- [What is asked]: Could you reproduce only the part of the material that opens with the line containing "Objective: one point per instance of the concrete" and closes with the line containing "Target: concrete structure", replacing "concrete structure" with "stone structure" and keeping everything else the same?

## START Record excerpts

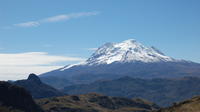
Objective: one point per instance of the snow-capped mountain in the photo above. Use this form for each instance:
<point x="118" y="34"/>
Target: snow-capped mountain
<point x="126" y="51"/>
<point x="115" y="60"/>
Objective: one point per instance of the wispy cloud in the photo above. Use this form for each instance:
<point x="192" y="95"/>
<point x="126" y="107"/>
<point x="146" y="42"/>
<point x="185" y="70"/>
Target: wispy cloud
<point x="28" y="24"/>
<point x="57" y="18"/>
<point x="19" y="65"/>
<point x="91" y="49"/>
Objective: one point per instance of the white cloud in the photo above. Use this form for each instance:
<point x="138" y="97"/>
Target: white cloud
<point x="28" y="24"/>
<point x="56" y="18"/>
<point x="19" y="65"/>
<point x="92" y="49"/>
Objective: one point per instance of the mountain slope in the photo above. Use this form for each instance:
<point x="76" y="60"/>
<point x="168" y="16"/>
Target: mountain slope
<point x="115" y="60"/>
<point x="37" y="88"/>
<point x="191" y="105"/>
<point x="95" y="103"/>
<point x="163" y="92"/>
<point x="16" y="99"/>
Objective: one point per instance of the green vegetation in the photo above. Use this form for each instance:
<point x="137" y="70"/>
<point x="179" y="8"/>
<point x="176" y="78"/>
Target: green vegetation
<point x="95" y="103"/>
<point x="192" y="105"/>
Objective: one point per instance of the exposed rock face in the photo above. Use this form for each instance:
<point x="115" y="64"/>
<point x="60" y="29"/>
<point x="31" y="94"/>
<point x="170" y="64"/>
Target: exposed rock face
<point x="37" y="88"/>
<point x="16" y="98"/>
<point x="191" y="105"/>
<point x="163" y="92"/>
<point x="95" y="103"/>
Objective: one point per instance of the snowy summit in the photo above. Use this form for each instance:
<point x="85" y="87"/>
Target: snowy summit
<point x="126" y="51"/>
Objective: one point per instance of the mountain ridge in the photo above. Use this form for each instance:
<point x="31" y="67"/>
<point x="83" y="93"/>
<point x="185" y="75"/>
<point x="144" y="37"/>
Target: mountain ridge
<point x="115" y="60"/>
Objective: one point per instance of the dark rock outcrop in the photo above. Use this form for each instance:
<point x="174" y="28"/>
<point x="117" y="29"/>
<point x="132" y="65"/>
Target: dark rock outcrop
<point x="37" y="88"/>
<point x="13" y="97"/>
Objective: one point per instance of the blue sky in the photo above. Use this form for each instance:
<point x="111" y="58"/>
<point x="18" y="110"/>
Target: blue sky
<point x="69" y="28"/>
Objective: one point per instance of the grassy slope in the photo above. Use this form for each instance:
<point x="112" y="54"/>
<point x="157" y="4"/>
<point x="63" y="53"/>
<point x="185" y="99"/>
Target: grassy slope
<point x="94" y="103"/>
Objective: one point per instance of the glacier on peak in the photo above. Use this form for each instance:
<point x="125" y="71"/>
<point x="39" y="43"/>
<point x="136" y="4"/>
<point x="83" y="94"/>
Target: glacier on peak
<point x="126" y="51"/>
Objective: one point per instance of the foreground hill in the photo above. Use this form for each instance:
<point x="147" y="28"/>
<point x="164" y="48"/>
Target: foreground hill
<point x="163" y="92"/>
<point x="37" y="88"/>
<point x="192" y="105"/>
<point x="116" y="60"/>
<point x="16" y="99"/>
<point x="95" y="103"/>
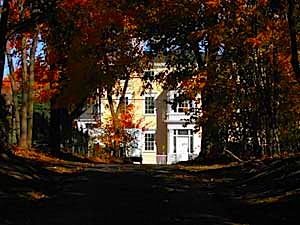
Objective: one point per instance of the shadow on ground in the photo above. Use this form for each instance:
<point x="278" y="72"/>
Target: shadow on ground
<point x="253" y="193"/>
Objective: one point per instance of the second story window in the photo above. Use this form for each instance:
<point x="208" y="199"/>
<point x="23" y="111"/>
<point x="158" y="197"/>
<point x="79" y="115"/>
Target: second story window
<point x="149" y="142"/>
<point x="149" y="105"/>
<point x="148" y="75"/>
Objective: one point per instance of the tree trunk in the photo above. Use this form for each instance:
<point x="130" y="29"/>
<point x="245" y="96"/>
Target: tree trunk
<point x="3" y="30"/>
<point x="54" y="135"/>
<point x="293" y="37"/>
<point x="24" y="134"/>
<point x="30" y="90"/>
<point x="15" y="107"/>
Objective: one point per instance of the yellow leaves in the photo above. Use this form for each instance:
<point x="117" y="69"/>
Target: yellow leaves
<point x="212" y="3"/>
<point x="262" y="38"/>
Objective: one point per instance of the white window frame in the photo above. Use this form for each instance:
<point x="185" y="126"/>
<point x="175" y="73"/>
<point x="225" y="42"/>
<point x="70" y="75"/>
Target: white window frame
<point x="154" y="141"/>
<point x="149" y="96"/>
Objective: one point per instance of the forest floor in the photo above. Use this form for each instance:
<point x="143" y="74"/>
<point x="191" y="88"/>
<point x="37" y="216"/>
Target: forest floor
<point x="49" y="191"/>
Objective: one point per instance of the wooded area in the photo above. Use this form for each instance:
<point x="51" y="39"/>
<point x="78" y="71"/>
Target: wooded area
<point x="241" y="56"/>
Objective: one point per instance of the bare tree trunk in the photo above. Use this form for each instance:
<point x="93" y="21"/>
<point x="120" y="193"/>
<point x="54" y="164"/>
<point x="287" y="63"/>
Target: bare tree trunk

## END Record excerpts
## START Record excerpts

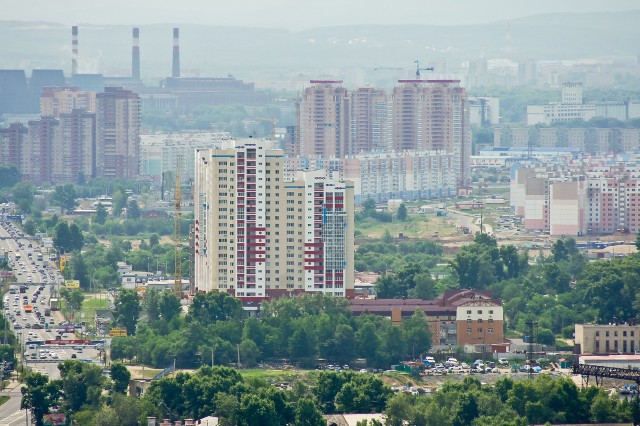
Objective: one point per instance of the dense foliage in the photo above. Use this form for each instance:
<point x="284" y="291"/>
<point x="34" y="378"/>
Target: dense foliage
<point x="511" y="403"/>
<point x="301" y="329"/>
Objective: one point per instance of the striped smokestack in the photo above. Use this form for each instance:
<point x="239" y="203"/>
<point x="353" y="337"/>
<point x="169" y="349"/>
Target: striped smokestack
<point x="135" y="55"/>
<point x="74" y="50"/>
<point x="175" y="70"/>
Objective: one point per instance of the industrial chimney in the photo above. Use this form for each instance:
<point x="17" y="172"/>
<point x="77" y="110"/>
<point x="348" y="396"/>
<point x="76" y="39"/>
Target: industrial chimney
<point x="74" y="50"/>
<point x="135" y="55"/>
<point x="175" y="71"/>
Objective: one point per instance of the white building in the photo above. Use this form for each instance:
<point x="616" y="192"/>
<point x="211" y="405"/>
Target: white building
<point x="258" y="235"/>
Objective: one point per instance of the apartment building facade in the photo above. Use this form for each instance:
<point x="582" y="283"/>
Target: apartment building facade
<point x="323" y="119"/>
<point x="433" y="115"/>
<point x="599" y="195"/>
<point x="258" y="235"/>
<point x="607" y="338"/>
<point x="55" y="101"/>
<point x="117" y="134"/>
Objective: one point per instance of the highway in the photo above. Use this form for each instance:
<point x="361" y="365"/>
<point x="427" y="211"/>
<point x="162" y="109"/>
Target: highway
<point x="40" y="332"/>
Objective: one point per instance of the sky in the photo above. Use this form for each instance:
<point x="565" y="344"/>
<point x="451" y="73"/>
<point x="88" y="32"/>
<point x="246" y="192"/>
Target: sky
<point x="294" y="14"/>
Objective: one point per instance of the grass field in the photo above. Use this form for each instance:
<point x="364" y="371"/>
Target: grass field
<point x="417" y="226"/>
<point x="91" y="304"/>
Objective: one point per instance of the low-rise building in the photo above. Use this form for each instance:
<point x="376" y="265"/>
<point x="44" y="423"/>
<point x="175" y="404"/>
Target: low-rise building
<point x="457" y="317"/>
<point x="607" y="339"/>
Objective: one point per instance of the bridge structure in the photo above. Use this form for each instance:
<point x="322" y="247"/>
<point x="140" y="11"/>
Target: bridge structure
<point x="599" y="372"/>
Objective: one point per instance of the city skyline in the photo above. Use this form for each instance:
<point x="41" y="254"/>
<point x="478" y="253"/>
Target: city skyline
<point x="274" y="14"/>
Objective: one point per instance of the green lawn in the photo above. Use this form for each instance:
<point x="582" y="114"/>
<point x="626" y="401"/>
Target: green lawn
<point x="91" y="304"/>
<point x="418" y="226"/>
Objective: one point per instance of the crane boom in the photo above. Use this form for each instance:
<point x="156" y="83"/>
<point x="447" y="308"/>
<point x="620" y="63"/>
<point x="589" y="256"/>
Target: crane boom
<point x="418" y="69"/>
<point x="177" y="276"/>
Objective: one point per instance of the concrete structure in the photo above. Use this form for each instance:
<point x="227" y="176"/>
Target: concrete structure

## END Record excerpts

- [Complete response]:
Objective: one point per instance of the stone structure in the photo above. Use this form for each instance:
<point x="227" y="176"/>
Target: stone structure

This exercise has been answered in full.